* [Written instruction]:
Find every line in the items that contains the word "plant" and copy each of those lines.

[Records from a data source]
════
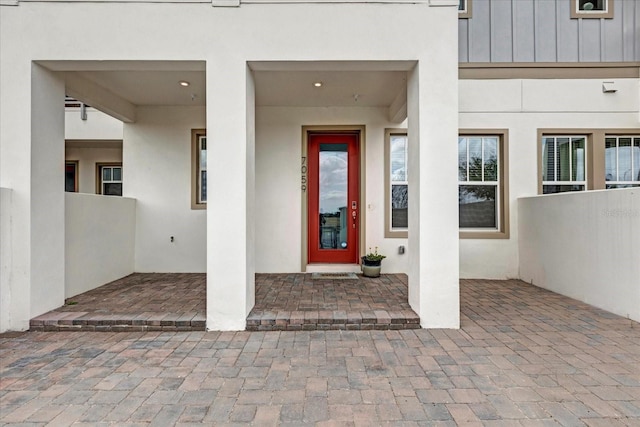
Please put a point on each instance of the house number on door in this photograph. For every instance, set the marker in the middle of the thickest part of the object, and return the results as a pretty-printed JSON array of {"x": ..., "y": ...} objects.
[{"x": 303, "y": 174}]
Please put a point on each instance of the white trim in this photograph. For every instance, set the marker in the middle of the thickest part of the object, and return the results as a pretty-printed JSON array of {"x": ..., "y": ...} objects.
[{"x": 237, "y": 3}]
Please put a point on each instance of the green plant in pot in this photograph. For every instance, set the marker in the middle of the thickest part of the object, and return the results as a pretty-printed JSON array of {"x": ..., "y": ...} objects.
[{"x": 372, "y": 263}]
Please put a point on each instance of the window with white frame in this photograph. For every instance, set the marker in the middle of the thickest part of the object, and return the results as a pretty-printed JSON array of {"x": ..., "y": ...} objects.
[
  {"x": 622, "y": 161},
  {"x": 396, "y": 164},
  {"x": 482, "y": 184},
  {"x": 479, "y": 189},
  {"x": 110, "y": 179},
  {"x": 71, "y": 176},
  {"x": 591, "y": 8},
  {"x": 564, "y": 163},
  {"x": 464, "y": 9},
  {"x": 199, "y": 169}
]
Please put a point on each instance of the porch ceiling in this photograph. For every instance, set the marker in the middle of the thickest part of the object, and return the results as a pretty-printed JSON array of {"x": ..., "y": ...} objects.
[{"x": 118, "y": 87}]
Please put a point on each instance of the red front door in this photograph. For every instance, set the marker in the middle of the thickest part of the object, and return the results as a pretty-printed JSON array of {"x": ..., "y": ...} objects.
[{"x": 334, "y": 199}]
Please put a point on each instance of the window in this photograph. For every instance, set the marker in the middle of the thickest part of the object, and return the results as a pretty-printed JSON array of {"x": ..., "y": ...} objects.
[
  {"x": 109, "y": 179},
  {"x": 563, "y": 164},
  {"x": 482, "y": 183},
  {"x": 199, "y": 169},
  {"x": 482, "y": 190},
  {"x": 71, "y": 176},
  {"x": 464, "y": 9},
  {"x": 622, "y": 161},
  {"x": 592, "y": 8},
  {"x": 396, "y": 188}
]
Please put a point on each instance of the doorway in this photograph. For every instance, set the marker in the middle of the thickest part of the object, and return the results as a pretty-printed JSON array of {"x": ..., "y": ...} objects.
[{"x": 333, "y": 205}]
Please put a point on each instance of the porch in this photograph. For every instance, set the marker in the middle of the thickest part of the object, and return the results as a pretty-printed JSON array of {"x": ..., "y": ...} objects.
[{"x": 177, "y": 302}]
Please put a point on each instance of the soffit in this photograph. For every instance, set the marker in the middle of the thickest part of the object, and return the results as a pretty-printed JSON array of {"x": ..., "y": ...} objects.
[
  {"x": 339, "y": 88},
  {"x": 156, "y": 83}
]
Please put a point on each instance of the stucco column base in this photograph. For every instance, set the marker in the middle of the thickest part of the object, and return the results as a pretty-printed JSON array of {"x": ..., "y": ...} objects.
[
  {"x": 434, "y": 288},
  {"x": 230, "y": 194}
]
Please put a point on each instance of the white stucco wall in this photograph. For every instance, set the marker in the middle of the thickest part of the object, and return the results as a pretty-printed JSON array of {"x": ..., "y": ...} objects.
[
  {"x": 225, "y": 39},
  {"x": 157, "y": 173},
  {"x": 5, "y": 258},
  {"x": 523, "y": 107},
  {"x": 99, "y": 240},
  {"x": 585, "y": 246},
  {"x": 98, "y": 125}
]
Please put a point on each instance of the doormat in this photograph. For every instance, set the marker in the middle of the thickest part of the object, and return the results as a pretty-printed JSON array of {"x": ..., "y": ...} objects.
[{"x": 334, "y": 276}]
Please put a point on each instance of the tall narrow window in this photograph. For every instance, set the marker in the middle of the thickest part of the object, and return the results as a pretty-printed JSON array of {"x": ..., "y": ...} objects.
[
  {"x": 199, "y": 169},
  {"x": 396, "y": 163},
  {"x": 563, "y": 164},
  {"x": 110, "y": 179},
  {"x": 71, "y": 176},
  {"x": 622, "y": 161},
  {"x": 479, "y": 195}
]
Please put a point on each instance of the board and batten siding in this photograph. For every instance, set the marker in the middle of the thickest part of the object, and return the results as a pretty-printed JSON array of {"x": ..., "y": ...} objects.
[{"x": 543, "y": 31}]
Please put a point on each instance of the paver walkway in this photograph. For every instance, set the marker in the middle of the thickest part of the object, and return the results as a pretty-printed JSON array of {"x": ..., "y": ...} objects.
[
  {"x": 176, "y": 302},
  {"x": 524, "y": 357}
]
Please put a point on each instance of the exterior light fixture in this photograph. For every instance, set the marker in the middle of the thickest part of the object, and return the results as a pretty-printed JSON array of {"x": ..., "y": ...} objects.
[{"x": 609, "y": 87}]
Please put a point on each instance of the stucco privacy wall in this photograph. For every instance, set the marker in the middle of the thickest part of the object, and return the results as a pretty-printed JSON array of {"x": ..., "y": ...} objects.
[
  {"x": 157, "y": 173},
  {"x": 585, "y": 246},
  {"x": 99, "y": 240},
  {"x": 523, "y": 107}
]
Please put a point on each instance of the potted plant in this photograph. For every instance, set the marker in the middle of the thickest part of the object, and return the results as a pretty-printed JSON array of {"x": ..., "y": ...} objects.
[{"x": 372, "y": 263}]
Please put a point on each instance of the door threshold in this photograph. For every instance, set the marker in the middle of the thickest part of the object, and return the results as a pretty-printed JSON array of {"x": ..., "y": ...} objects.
[{"x": 333, "y": 268}]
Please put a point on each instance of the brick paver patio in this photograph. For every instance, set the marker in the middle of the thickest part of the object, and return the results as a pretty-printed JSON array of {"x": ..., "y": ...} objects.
[
  {"x": 176, "y": 302},
  {"x": 523, "y": 357}
]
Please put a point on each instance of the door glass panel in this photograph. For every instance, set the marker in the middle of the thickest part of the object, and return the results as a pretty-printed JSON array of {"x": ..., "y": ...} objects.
[{"x": 332, "y": 195}]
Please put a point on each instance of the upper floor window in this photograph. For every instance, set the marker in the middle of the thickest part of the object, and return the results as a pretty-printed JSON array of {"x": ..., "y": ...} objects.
[
  {"x": 71, "y": 176},
  {"x": 464, "y": 9},
  {"x": 110, "y": 179},
  {"x": 622, "y": 161},
  {"x": 199, "y": 169},
  {"x": 396, "y": 164},
  {"x": 592, "y": 8},
  {"x": 482, "y": 184},
  {"x": 563, "y": 164}
]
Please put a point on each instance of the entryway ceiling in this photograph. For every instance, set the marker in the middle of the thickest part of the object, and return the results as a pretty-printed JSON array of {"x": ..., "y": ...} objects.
[{"x": 157, "y": 83}]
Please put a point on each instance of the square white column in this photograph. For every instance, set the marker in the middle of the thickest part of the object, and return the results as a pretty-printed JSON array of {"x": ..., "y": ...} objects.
[
  {"x": 230, "y": 194},
  {"x": 432, "y": 103},
  {"x": 47, "y": 211}
]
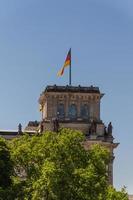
════
* [Solution to this problem]:
Please put a point on each instance of the green plant in pot in this photograph. For every instance, set the marker in the middle of the thickest part of the object, and return the results as a pretty-printed JSON array of {"x": ..., "y": ...} objects.
Please put a point on each instance of the potted plant in this photograph. For every instance, set the marker in the middle of the thickest part of the object, and return the results as a pretty-printed JSON array of {"x": ..., "y": ...} objects.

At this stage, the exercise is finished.